• DATA PROVIDED:
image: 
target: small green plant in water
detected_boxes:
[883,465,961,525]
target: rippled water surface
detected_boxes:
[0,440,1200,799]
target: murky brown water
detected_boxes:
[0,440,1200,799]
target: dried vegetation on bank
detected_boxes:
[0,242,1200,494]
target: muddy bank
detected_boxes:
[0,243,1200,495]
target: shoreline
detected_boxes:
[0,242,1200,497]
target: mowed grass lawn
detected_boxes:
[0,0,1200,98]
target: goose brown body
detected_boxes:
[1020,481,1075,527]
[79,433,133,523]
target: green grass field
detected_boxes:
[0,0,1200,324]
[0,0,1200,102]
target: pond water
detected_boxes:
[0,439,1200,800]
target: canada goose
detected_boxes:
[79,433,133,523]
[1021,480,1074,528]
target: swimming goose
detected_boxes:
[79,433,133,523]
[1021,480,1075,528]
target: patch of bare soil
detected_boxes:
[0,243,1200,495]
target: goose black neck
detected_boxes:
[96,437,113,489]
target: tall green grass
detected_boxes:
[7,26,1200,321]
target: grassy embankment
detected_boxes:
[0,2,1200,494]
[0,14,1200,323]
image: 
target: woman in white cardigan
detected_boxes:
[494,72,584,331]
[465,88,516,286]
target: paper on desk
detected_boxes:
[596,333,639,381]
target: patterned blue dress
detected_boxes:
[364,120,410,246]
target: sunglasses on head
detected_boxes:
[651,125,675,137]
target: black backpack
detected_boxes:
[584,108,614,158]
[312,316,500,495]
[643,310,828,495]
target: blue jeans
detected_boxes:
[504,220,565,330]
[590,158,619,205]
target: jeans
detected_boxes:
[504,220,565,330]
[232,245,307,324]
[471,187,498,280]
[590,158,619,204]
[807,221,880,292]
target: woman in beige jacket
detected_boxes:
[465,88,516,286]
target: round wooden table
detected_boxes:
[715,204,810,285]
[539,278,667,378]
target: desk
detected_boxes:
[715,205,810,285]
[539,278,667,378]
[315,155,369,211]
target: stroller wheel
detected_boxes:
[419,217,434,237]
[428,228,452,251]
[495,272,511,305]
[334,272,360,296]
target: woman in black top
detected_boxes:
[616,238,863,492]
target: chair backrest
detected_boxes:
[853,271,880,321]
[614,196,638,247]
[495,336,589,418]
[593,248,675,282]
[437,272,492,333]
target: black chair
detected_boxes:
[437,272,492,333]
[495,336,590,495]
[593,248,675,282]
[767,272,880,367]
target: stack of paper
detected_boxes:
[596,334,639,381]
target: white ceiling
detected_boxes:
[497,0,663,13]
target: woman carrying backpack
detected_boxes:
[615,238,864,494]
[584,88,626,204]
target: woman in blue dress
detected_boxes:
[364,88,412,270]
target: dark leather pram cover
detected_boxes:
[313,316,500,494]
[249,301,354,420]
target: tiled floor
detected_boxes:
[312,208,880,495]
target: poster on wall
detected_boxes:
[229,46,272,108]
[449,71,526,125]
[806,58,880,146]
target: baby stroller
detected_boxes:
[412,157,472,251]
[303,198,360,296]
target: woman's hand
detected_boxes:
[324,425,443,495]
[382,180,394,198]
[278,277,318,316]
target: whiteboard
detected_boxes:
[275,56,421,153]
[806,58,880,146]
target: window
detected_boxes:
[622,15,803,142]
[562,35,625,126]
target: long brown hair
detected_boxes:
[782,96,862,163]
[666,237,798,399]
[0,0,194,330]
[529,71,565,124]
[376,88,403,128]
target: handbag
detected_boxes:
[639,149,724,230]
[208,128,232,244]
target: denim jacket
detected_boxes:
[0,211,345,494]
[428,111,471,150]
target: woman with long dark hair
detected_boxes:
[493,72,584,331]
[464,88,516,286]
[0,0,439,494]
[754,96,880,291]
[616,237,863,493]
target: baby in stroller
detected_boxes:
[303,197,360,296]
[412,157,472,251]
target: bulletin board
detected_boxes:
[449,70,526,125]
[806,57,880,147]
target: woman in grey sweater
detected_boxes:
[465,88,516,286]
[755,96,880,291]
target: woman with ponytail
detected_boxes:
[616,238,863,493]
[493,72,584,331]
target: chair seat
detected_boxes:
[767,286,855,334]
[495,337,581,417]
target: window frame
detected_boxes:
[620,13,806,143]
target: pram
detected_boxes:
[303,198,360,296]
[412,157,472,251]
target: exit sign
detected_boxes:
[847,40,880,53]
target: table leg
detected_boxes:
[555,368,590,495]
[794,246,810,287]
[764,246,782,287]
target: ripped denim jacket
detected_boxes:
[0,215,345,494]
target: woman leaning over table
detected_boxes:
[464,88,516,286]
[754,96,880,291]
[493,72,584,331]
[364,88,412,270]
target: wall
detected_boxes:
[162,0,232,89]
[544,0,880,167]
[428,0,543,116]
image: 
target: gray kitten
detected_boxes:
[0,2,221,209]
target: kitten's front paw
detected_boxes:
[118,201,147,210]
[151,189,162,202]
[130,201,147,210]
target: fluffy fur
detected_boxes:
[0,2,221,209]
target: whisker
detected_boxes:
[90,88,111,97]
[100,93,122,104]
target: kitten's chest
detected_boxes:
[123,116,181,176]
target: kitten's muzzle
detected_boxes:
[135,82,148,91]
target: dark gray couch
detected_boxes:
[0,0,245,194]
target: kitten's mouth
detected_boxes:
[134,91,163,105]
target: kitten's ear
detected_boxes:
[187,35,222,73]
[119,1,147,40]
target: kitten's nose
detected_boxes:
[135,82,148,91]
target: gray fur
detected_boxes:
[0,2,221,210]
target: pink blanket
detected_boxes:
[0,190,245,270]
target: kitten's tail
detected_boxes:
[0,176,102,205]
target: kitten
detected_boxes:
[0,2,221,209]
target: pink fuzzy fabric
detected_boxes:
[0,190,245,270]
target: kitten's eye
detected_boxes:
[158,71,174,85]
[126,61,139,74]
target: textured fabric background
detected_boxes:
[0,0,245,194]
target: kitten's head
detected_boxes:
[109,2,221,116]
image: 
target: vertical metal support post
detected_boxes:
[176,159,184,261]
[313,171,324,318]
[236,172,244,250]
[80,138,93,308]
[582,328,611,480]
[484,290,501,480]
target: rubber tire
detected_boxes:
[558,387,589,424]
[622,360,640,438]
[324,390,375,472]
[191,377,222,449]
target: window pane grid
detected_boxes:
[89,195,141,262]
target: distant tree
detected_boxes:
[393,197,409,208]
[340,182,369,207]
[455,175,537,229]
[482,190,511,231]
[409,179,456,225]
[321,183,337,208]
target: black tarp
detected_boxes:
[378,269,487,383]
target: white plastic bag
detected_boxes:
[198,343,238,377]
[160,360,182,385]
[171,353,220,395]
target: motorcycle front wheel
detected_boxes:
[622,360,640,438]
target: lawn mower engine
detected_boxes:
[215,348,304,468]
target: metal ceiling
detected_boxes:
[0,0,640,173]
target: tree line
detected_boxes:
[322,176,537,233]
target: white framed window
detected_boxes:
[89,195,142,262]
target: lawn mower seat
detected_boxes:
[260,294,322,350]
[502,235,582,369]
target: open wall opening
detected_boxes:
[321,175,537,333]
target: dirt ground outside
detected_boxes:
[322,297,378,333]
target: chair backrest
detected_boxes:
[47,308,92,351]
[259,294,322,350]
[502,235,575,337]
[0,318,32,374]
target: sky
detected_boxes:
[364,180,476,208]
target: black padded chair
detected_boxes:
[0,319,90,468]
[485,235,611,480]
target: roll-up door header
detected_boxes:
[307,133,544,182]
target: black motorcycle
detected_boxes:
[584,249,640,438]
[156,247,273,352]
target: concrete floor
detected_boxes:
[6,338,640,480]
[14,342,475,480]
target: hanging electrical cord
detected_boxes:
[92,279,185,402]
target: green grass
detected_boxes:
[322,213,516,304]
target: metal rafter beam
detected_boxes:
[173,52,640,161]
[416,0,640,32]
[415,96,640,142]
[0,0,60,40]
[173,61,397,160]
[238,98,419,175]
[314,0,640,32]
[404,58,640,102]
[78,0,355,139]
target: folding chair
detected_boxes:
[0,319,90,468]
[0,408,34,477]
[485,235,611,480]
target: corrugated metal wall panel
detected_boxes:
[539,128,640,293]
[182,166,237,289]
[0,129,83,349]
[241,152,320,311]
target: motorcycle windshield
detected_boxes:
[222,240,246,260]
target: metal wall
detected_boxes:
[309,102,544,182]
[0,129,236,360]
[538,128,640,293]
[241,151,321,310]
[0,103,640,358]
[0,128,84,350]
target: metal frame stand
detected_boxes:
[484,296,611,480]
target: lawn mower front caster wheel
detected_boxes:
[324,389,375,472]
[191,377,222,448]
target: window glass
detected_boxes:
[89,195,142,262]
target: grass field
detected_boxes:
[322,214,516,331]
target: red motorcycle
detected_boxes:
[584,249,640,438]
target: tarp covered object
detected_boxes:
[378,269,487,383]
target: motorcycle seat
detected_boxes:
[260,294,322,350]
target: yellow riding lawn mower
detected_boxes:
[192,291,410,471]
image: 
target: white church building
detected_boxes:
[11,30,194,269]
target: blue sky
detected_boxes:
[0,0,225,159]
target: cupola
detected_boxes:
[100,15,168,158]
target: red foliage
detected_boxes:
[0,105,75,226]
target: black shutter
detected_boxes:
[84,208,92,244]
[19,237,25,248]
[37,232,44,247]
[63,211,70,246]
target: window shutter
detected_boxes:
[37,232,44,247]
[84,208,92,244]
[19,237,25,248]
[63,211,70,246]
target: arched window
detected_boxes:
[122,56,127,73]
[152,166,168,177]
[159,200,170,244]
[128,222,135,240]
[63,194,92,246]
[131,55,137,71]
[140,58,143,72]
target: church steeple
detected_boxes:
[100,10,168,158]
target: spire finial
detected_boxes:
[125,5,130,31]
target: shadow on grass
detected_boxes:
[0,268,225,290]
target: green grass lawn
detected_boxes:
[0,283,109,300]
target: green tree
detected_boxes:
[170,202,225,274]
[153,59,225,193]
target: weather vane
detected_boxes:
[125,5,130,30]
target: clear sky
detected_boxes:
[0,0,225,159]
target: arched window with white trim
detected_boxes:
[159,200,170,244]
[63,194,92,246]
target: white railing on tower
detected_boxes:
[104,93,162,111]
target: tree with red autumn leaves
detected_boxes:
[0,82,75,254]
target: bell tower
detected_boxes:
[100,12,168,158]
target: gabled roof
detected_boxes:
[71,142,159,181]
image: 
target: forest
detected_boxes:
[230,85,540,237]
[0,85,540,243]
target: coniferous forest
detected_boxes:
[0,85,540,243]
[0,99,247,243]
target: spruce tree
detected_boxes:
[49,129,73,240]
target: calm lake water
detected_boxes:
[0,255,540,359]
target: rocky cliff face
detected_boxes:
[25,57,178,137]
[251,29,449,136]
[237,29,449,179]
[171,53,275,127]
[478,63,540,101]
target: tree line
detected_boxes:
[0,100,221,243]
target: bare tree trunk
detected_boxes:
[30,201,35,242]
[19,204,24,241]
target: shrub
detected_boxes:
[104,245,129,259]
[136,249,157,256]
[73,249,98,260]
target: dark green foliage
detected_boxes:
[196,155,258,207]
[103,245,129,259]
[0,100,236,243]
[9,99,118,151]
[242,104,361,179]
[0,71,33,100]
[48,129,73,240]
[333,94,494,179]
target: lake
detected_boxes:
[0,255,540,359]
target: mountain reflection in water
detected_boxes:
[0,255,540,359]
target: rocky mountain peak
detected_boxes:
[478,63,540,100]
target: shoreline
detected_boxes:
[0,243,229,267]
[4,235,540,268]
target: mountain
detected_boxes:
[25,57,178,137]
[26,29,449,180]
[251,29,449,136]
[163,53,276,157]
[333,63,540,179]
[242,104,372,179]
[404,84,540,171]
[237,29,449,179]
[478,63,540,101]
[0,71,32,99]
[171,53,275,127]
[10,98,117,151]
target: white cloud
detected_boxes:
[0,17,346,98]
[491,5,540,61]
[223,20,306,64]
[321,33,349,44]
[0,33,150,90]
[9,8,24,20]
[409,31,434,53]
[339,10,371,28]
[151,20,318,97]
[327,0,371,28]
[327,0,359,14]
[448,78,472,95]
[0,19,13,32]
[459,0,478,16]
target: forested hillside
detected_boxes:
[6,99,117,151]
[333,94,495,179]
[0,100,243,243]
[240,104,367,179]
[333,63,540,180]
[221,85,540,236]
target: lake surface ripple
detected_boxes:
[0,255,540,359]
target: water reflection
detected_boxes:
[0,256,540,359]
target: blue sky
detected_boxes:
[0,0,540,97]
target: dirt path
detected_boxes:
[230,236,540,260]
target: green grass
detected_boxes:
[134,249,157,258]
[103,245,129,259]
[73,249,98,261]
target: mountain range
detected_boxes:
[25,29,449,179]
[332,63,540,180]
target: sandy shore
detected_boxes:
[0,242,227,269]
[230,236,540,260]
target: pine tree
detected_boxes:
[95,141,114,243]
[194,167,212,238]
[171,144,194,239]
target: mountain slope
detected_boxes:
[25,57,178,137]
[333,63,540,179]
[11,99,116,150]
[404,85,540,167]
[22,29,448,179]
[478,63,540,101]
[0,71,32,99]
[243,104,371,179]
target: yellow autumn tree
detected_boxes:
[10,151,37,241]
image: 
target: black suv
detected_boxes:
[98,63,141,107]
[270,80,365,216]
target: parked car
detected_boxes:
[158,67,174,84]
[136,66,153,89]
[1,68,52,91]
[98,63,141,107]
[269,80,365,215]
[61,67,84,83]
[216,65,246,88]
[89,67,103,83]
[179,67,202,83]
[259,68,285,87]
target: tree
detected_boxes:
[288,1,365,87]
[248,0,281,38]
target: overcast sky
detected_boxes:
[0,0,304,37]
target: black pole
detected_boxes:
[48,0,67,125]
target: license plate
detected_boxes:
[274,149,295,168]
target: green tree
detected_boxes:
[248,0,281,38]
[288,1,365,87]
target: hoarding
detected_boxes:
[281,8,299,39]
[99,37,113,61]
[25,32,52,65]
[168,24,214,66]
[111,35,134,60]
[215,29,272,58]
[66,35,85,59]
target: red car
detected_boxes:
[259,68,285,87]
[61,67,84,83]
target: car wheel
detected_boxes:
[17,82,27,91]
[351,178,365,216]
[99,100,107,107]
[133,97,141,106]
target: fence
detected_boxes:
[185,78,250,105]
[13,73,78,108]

• OBJECTIVE:
Reproduce verbatim the portion of the items above that opens with the line containing "target: shadow on grass" and closes with the line containing "[0,82,75,254]", including both of those lines.

• RESPONSE:
target: shadow on grass
detected_boxes:
[0,268,225,290]
target: green grass lawn
detected_boxes:
[0,283,109,300]
target: green tree
detected_boxes:
[170,202,225,274]
[153,59,225,193]
target: weather vane
detected_boxes:
[125,5,130,30]
target: clear sky
detected_boxes:
[0,0,225,159]
target: arched window with white trim
detected_boxes:
[159,200,170,244]
[63,194,92,246]
target: white railing on tower
detected_boxes:
[104,93,162,111]
target: tree with red autumn leaves
detected_boxes:
[0,82,75,254]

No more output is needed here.